Information given —
* begin *

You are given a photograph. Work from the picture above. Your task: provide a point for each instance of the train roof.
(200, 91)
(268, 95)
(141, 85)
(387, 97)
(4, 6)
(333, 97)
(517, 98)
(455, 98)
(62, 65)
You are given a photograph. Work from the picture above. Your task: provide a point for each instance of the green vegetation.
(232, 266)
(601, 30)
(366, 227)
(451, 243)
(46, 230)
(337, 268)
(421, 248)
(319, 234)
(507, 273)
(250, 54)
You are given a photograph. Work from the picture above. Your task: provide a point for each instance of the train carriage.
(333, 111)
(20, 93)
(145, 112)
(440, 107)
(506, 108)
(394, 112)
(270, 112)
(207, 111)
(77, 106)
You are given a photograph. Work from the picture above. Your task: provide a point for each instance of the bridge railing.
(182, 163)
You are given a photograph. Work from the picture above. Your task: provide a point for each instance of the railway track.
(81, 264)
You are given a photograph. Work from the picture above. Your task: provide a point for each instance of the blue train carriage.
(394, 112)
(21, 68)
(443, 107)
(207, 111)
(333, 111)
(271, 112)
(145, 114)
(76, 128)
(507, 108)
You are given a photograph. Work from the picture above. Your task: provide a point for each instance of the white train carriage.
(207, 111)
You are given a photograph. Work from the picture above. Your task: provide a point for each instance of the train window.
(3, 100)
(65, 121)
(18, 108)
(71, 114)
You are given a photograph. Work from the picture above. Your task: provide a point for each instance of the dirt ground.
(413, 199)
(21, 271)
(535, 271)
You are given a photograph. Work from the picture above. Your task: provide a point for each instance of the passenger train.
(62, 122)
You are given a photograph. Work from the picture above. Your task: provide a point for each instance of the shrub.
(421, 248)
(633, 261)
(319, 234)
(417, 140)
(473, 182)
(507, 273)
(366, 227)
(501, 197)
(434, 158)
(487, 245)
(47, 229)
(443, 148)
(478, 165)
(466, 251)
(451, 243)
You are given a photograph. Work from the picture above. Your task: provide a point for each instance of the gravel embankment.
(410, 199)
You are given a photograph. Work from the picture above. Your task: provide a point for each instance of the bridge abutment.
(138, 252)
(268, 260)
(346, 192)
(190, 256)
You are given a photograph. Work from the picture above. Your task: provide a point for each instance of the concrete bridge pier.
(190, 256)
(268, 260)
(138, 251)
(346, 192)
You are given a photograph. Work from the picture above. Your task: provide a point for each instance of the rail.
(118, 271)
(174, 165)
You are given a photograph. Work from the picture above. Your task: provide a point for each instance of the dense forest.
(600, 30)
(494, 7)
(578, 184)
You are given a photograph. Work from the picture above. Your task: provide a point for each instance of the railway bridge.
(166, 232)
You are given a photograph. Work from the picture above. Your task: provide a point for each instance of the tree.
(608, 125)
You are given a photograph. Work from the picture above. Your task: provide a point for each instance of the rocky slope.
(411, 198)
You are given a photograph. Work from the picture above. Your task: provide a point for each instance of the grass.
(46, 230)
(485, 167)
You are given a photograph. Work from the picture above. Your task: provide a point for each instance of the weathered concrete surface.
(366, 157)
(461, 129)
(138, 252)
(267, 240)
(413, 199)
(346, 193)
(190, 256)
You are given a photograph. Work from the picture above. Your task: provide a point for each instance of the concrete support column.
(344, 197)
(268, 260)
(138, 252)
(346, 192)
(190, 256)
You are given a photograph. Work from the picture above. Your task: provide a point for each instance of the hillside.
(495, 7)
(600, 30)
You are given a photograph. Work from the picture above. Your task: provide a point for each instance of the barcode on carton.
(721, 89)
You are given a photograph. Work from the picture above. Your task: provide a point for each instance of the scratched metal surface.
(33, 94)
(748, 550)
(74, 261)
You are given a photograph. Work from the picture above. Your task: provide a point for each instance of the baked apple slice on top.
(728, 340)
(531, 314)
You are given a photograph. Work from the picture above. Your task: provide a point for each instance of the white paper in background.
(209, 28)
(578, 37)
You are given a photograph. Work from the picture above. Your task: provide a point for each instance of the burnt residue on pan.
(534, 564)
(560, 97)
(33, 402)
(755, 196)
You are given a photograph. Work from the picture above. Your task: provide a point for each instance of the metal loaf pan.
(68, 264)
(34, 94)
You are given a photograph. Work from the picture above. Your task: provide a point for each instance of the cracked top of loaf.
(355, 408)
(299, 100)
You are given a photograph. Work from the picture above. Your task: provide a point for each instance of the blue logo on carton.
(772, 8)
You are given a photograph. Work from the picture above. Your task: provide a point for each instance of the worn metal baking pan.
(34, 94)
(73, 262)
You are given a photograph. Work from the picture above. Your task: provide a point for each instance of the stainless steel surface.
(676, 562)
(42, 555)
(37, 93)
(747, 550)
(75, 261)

* end *

The problem — Reproduce the material in full, with no word added or dropped.

Answer to the problem —
You are given a photograph. Work from the picture above. Your task: provide a point for each instance of the train roof.
(200, 91)
(268, 95)
(141, 85)
(387, 97)
(4, 6)
(333, 97)
(517, 98)
(455, 98)
(62, 65)
You are given a photograph. Work from the picture above. Your task: provide a point for each instance of the green vegetation.
(232, 266)
(601, 30)
(366, 227)
(451, 243)
(46, 230)
(337, 268)
(421, 248)
(319, 234)
(507, 273)
(250, 54)
You are given a photograph. Work from the picture above. Your task: provide a point for each instance of the train carriage.
(333, 111)
(20, 93)
(145, 112)
(440, 107)
(506, 108)
(394, 112)
(270, 112)
(207, 111)
(77, 106)
You are given a photograph. Work from the picture above. Your task: provide a point for each instance of the bridge railing.
(182, 163)
You are given a photograph. Work from the picture above. Your task: provide a point for each instance of the railway track.
(81, 264)
You are given a photograph. Work from the picture above. Your task: provide a point for each instance of the blue train carriage.
(394, 112)
(21, 68)
(443, 107)
(207, 111)
(333, 111)
(271, 112)
(145, 114)
(76, 128)
(507, 108)
You are given a photograph. Work from the picture above. Your task: provide a point for each instance of the white train carriage.
(207, 111)
You are given a photograph. Work from the picture above. Your task: provide a point for each instance of the train window.
(3, 100)
(65, 121)
(18, 108)
(71, 114)
You are given a photograph. Work from the picture above. Your task: provide a point for each instance of the dirt ground.
(413, 199)
(21, 271)
(535, 271)
You are given a photograph. Work from the picture above. Your task: provide a point for each instance of the passenger train.
(62, 122)
You are given a photograph. Work from the picture above. Your task: provide a point for each instance of the shrub.
(421, 248)
(633, 261)
(319, 234)
(417, 140)
(473, 182)
(507, 273)
(366, 227)
(501, 197)
(434, 158)
(487, 245)
(47, 229)
(443, 148)
(478, 165)
(466, 251)
(451, 243)
You are given a photograph. Work from the picture above. Your task: provide a point for each instance of the gravel embankment.
(410, 199)
You are given a photograph. Work from the picture above. Your task: provide a point for each instance of the bridge abutment.
(138, 252)
(268, 260)
(346, 192)
(190, 256)
You are given a photograph. Work from the picture above. Your task: provide a point for each instance of the concrete bridge pier.
(190, 256)
(268, 260)
(138, 251)
(346, 192)
You are given a photograph. Work from the picture above. Your task: provide a point for each instance of the rail.
(118, 271)
(174, 165)
You are given a photograph. Work from the picture above. Your task: provide a point for each instance of the dense forest.
(600, 30)
(494, 7)
(578, 184)
You are given a photograph. Work from the picture above. Your task: provide a point for each instance of the railway bridge.
(166, 232)
You are given a photograph. Work from the picture above. Your task: provide a point for each instance of the tree.
(608, 125)
You are given a photograph. Work from the picture above. Your task: provide a point for each instance of the rocky slope.
(411, 198)
You are given a photograph. Work from the picture above. Your task: provide a point for each instance of the grass.
(46, 230)
(485, 167)
You are given a photograph. Work from the picture above. Your task: provide a point for each instance of the weathered concrete surface.
(366, 157)
(461, 129)
(138, 252)
(267, 240)
(413, 199)
(346, 193)
(190, 256)
You are given a photograph. Work from the picture above. Your task: provide a point for each instance of the concrete support column.
(344, 197)
(268, 260)
(138, 252)
(346, 192)
(190, 256)
You are given a photograph. Work from the picture above. Your task: provide a point for each instance of the hillside.
(495, 7)
(600, 30)
You are given a photograph. Work from the picture above. Your task: provide a point for each instance of the barcode on carton.
(721, 89)
You are given a photograph. Work from the picture above. Your task: provide a point for each instance of the scratched metal surface.
(33, 94)
(748, 550)
(74, 261)
You are given a photograph. Work from the picture above. Your task: provide a point for each instance of the baked apple slice on top.
(728, 340)
(531, 314)
You are given a photograph. Work from the picture above. Your task: provide a point for each instance of the white paper in background.
(209, 28)
(578, 37)
You are given a photograph. Work from the picture above. Your task: provide a point for each instance of the burnt residue on pan.
(534, 564)
(560, 97)
(33, 402)
(755, 196)
You are given a photograph. Work from the picture above. Your task: provide a point for each instance of the metal loaf pan.
(68, 264)
(34, 94)
You are given a photograph. Work from the picture above. Your task: provide a point for each instance of the cracked top of loaf.
(355, 408)
(299, 100)
You are given a photograph. Work from the picture above. Your task: provide a point for each instance of the blue logo on carton.
(772, 8)
You are given a photograph. Work from the picture above. Your task: provide a point for each instance of the worn metal baking pan.
(34, 94)
(73, 262)
You are given a photograph. Work from the picture above. Your task: provide a point for each instance of the stainless steel surface.
(676, 562)
(42, 555)
(37, 93)
(747, 550)
(75, 261)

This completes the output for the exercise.